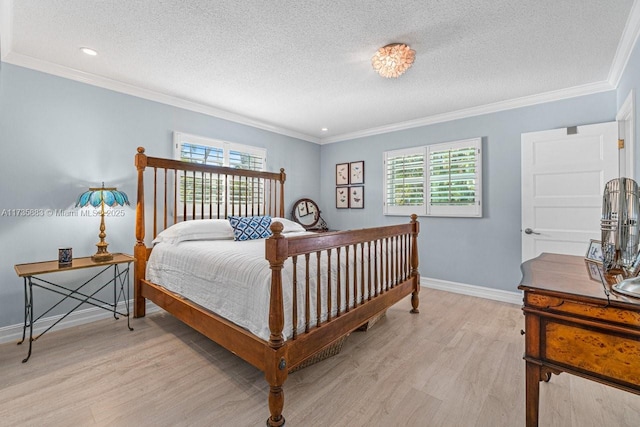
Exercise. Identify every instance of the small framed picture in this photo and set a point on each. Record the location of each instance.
(356, 197)
(342, 174)
(342, 197)
(594, 253)
(595, 270)
(356, 172)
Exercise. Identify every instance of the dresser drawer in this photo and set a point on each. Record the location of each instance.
(612, 356)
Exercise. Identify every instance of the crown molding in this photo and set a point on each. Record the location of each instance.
(6, 26)
(129, 89)
(510, 104)
(626, 45)
(623, 52)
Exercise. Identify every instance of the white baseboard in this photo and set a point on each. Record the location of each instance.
(473, 290)
(80, 317)
(76, 318)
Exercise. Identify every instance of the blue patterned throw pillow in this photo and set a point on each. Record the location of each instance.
(250, 227)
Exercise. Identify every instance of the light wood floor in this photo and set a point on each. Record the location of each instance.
(457, 363)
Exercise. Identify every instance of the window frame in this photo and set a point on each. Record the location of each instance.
(225, 146)
(426, 208)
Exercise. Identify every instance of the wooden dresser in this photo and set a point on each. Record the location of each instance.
---+---
§ Exercise brief
Working from the material above, transcribe it exactly while omitting pictures.

§ Result
Exercise. Identify every instance of the small framed picture in this photo and set a point on each. Record the location of each instance.
(356, 197)
(342, 174)
(342, 197)
(594, 253)
(595, 270)
(356, 172)
Exercise. Identify every instance of the dresser drawer in this photo and set a point on each. Record the location of each instance.
(612, 356)
Exercise. Identify every instance of the crown molding in this photo and set a point on each. Record the location of each instance.
(6, 26)
(129, 89)
(510, 104)
(626, 45)
(623, 52)
Exercise. Identify every instance of the white baseboard in this photo and set a point on each. Record the location of each instance.
(473, 290)
(80, 317)
(76, 318)
Exercise. Identify every instance of the blue patterned throw pillow in this photo and set a point on each. Record the location of each instance.
(250, 227)
Exercise. Identify every instance of the light wood floor in this photo and set a point on each. Record the location of each instance.
(457, 363)
Exercise. Identify every instance of the window frame in this photo and set a point on each. Record the location of each instance.
(225, 146)
(426, 208)
Exercise. Identify every instance of the wooden dresser in this photo and set a point on each. Record the location of each instance.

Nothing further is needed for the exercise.